ABOUT THIS EXERCISE
A word-for-word copy of the entries is needed, and it should contain no images.

INFORMATION START

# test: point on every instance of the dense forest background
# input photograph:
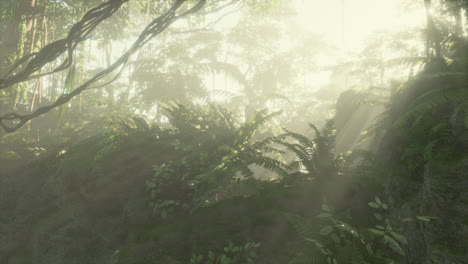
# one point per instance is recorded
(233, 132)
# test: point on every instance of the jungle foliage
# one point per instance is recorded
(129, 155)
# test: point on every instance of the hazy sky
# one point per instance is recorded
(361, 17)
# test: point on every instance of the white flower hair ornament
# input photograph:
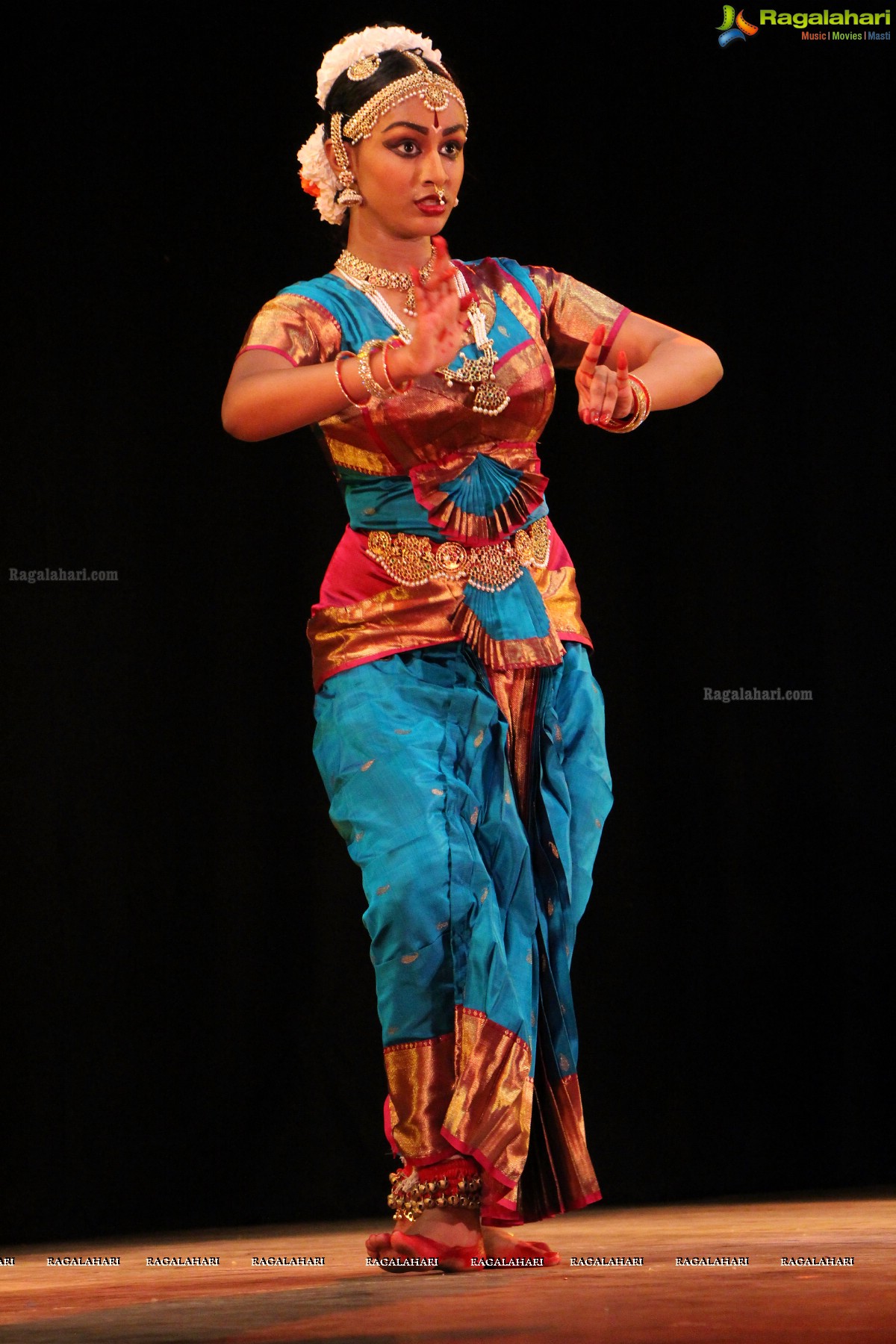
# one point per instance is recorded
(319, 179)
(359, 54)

INFORMATION END

EXPECTED OUTPUT
# test: point on every instance of the dense forest background
# input photograph:
# one point per instance is recorded
(233, 132)
# test: point on every instance of the jungle foliage
# one point per instance is recorded
(129, 155)
# test: point on every instance of the hazy sky
# one point per instance is recorded
(361, 17)
# test: point on every instance of the white flower hair ornament
# input photograph:
# one point per instance is recorded
(319, 179)
(359, 54)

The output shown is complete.